Pointing entries for labeled objects
____________

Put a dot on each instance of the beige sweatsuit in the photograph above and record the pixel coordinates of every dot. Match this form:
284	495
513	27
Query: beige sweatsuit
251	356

____________

**EXERCISE AIM:**
Copy all of the records above line for line, with no changes.

**ANSWER TO THIS EXERCISE:**
Put a dot on each instance of the beige sweatsuit in the photograph above and record the pixel coordinates of every dot. Match this form:
284	495
513	27
Query: beige sweatsuit
251	356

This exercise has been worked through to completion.